_DATA TO PROCESS_
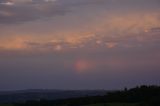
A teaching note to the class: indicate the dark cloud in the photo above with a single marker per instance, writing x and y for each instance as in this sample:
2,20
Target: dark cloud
18,13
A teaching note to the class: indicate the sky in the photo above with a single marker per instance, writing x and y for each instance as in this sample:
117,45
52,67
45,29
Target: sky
79,44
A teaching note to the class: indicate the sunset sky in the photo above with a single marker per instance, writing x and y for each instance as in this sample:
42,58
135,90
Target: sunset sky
79,44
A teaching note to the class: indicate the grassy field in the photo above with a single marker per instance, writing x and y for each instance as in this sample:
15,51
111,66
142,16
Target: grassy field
114,104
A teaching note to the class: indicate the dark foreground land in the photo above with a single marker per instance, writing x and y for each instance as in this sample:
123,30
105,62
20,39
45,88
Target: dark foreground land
139,96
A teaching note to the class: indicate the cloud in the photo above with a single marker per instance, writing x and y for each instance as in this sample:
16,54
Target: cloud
17,11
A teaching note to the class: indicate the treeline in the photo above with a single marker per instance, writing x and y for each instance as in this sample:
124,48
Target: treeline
143,95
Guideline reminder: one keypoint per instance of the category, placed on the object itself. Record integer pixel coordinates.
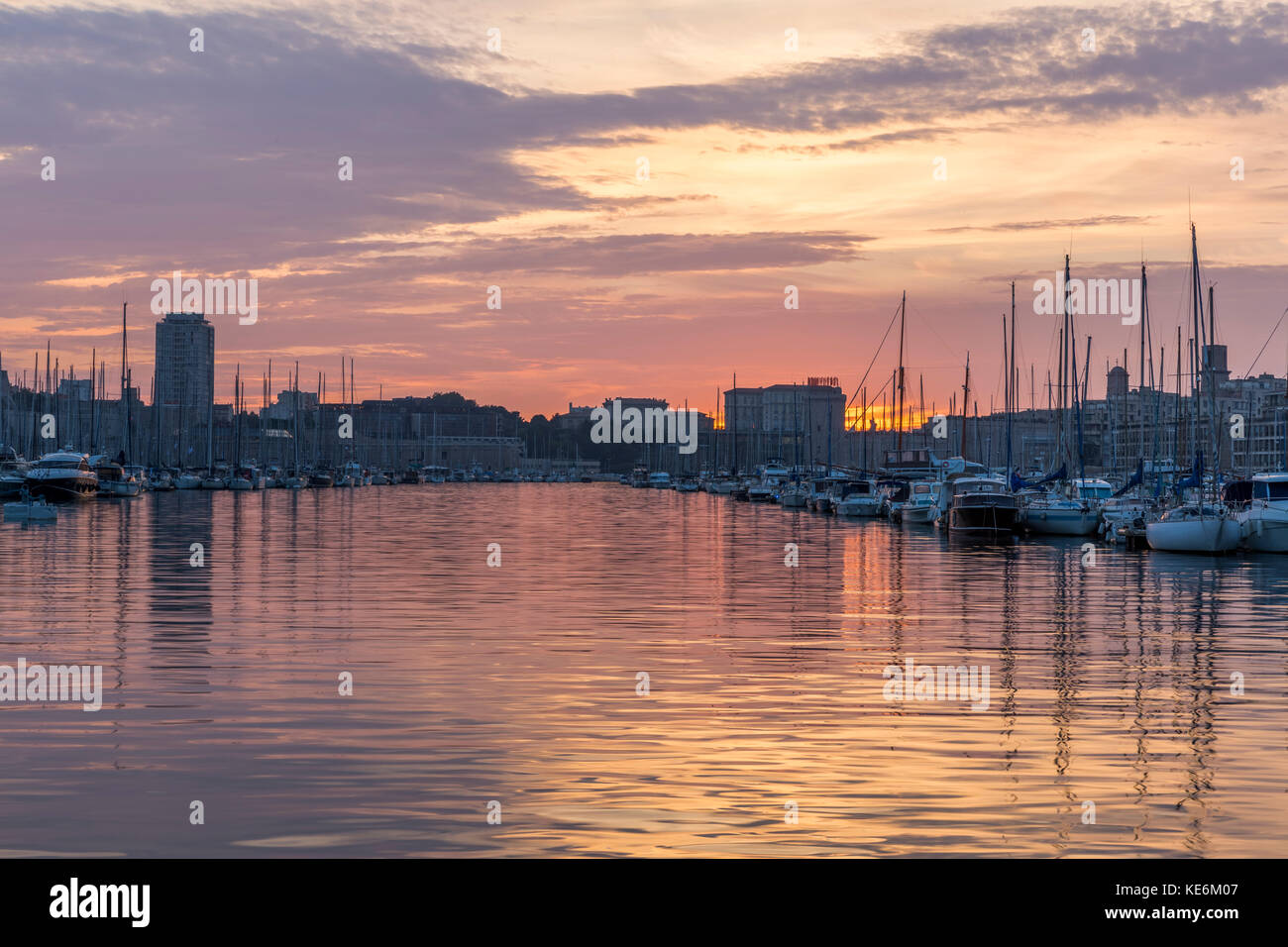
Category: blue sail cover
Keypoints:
(1194, 479)
(1020, 483)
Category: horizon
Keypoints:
(767, 167)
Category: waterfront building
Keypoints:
(184, 382)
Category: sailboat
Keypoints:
(1046, 510)
(1199, 526)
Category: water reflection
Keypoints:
(1111, 684)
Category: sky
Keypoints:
(935, 149)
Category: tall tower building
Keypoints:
(184, 385)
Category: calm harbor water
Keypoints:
(1109, 684)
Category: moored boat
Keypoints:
(1194, 528)
(62, 475)
(979, 508)
(1263, 522)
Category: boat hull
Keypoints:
(917, 514)
(983, 521)
(63, 488)
(1061, 522)
(1214, 535)
(1266, 531)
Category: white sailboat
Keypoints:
(1265, 521)
(1197, 527)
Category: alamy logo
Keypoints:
(936, 684)
(653, 425)
(210, 296)
(1089, 298)
(37, 684)
(73, 899)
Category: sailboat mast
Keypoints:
(903, 317)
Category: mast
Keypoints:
(125, 403)
(1010, 385)
(903, 317)
(733, 471)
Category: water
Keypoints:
(518, 684)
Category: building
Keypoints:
(184, 381)
(786, 421)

_PROMPT_
Each line in the data where the string "note" occurs should be identified and copied.

_RESULT_
A teaching note to the class: indicate the dark cloud in the photo above with a single marker per instance, writing x and y for each instance as in this sample:
A teaching note to the class: indicate the sky in the photo above with a single marker per instance, writing x and y for each instance as in this sample:
A teaching note to the class: indicate the sunset sky in the photo above with a single marker per instance, writing x and y for each instance as in this sample:
A teaching note to the class: indicate the grassy field in the photo above with a single marker per instance, writing x and y for each instance as in this sample:
A teaching note to the class: indicate the dark foreground land in the photo above with a single marker per instance, writing x and y for each instance as in this sample:
A teaching note to the class: indicate the cloud in the photo above with a single marker per instance, writing x and y for each instance as in this sample:
A teaching note to the class: indicate the treeline in the photo above with a single marker per instance, writing x and y for each instance as in this sample:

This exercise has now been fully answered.